▶ **本文の抜粋**:
MUSIC|協和発酵キリン『10 SOUNDS OF LIFE SCIENCE』 Vol. 9 「抗体医薬」by 高木正勝
MUSIC|研究開発型ライフサイエンス企業「協和発酵キリン」によるプロジェクト
音楽家たちが10のテーマを聴覚化する『10 SOUNDS OF LIFE SCIENCE』
Vol. 9「抗体医薬」by 高木正勝
『10 SOUNDS OF LIFE SCIENCE』は、研究開発型ライフサイエンス企業「協和発酵キリン」の特徴を、音楽をもちいて表現することで、その事業をより身近に感じられるウェブコンテンツ。第9回のテーマは「抗体医薬」。作品は音楽家の高木正勝が手がけた。
Text by IWANAGA Morito(OPENERS)
目に見えないものは、たしかに存在する
総数60兆個とも言われる細胞からなる人体の精緻な機構は、その神秘の様から未知の「宇宙」に喩えられることがある。協和発酵キリンが強みとする「抗体医薬」は、そんな人体がもつ複雑な免疫システムの主役である抗体を医薬品として応用し、疾病治療に活かそうとするものだ。
抗体医薬は、ひとつの抗体がひとつの標的だけを認識する特性を利用する。ピンポイントにがん細胞などの標的を狙い撃ちできるため、副作用が少なく、高い治療効果が期待できるという。自己免疫疾患など、これまで治療が難しいとされてきた病気の治療法として期待が高まっている。
第9回となる『10 SOUNDS OF LIFE SCIENCE』のテーマは、その「抗体医薬」。楽曲を制作したのは、音楽家の高木正勝。彼は里山に居を構え、生活を営んでいる。都会の喧騒から離れた、地域に根付いた暮らし。畑では無農薬で野菜を栽培。しかし、当初はなかなかうまく育たなかったという。それはなぜかと考えたとき、土の声を聴き取れていなかったからだと気づいたと語る。
それは目に見えないが、果てしない情報量のなかに、たしかに存在するもの。音もまた同様だと彼は語る。ひとつの鍵盤が発する音階は、さまざまな倍音を孕んでいる。それは譜面上では記されないが、弾き手と聴き手はたしかに感じとっている。それを探していく作業が、彼の楽曲制作の一端だという。そんな話に耳を傾けていると、抗体医薬が人体のなかに無数に存在する抗体を最適なかたちで機能させるように、人間の営み次第で、この宇宙に存在する無限の要素を、あるべきかたちに導くことができるのかもしれないと思えてくれる。

▶ **課題の内容**: 高木正勝と「抗体医薬」を扱った上の文章の続きを、最後の文のあとから書き足してください。

▶ **元データ**:
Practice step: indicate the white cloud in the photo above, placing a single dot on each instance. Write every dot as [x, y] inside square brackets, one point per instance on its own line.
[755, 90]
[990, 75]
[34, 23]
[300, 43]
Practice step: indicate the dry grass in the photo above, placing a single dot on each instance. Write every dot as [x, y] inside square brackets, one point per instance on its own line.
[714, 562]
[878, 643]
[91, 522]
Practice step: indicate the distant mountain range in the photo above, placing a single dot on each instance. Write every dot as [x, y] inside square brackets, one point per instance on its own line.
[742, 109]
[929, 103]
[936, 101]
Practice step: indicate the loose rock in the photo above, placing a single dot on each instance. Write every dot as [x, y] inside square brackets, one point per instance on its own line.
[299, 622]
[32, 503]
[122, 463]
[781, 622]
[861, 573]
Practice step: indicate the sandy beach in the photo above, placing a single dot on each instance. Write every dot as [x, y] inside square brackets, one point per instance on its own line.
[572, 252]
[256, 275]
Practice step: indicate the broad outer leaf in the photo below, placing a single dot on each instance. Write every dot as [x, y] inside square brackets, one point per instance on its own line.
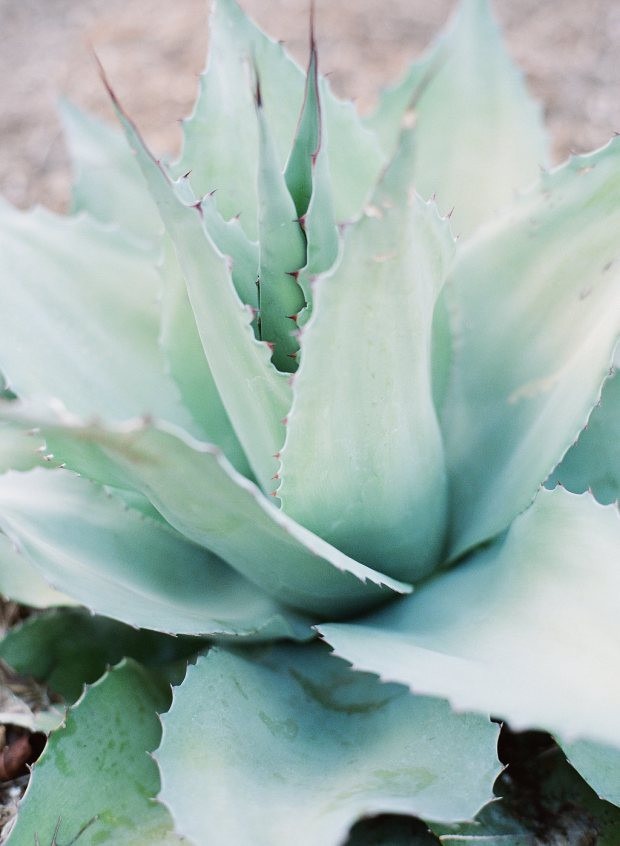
[255, 396]
[594, 461]
[95, 775]
[107, 182]
[221, 140]
[527, 629]
[600, 767]
[363, 463]
[199, 494]
[294, 747]
[92, 346]
[535, 298]
[542, 801]
[479, 137]
[21, 582]
[69, 647]
[123, 565]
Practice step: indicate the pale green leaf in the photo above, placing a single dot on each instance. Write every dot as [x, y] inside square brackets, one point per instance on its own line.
[221, 139]
[95, 780]
[80, 318]
[126, 566]
[593, 463]
[479, 137]
[535, 302]
[107, 181]
[21, 582]
[68, 648]
[282, 253]
[599, 765]
[188, 365]
[200, 494]
[363, 458]
[527, 629]
[255, 395]
[295, 748]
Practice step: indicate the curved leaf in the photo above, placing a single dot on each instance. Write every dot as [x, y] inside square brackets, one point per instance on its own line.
[363, 458]
[527, 629]
[126, 566]
[479, 137]
[92, 346]
[593, 463]
[536, 307]
[95, 780]
[295, 747]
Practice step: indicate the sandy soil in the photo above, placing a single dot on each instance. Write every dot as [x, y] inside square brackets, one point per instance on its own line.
[153, 51]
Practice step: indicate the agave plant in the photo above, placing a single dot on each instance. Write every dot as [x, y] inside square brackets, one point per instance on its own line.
[329, 470]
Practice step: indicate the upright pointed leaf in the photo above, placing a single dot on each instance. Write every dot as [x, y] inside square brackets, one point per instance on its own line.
[296, 748]
[95, 780]
[526, 629]
[126, 566]
[107, 182]
[362, 397]
[478, 135]
[255, 395]
[536, 305]
[92, 346]
[282, 253]
[594, 461]
[221, 141]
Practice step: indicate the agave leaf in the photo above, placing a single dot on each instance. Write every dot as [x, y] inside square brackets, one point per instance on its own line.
[118, 562]
[542, 800]
[296, 729]
[94, 347]
[527, 629]
[68, 648]
[95, 780]
[183, 350]
[199, 494]
[221, 139]
[255, 395]
[362, 396]
[536, 302]
[479, 137]
[599, 766]
[21, 582]
[107, 182]
[282, 253]
[593, 463]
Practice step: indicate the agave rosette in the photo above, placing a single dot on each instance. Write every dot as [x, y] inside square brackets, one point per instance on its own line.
[263, 393]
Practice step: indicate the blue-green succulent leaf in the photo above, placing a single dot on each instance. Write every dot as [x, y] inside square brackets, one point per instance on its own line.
[107, 182]
[124, 565]
[593, 463]
[21, 582]
[363, 458]
[221, 139]
[282, 253]
[527, 629]
[95, 781]
[182, 348]
[92, 346]
[535, 302]
[295, 748]
[599, 765]
[541, 800]
[67, 648]
[255, 395]
[479, 137]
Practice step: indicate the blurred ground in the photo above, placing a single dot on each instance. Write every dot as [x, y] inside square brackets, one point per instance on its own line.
[153, 51]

▶ **課題への回答**:
楽曲のタイトルは「Cosmo Piano」。音楽は、数学的観点から、宇宙を知覚する手段だと理論づけられている。高木正勝が弾き出す音も、まるで惑星が共鳴するようなシークエンスを紡ぎだすハーモニクスとともに、私たちの耳に届く。10 SOUNDS OF LIFE SCIENCEのウェブページでは現在、SoundCloud上でこの楽曲のストリーミング再生ができるほか、1カ月間の期間限定でダウンロードが可能になっている。
Vol. 9「抗体医薬」by 高木正勝
http://www.kyowa-kirin.co.jp/10_sounds/artist/masakatsu_takagi/
<About 10 SOUNDS OF LIFE SCIENCE>
『10 SOUNDS OF LIFE SCIENCE』は、生命をみつめ、生命に向き合いつづける研究開発型ライフサイエンス企業「協和発酵キリン」が、10の視点から10のアーティストとともに10の音楽に紡ぐプロジェクト。その有機的な営みを、美しい音にのせてお届けする。「世界一、いのちにやさしい会社になる」という情熱と志を胸に、抗体技術を核にした最先端のバイオテクノロジー技術を駆使して画期的な新薬を創出、グローバルな展開を通して世界の人びとの健康と豊かさに貢献している。本企画は、アートディレクター/アーティストの川上シュンが代表を務める「artless Inc.」によるプロデュースのもと、展開される。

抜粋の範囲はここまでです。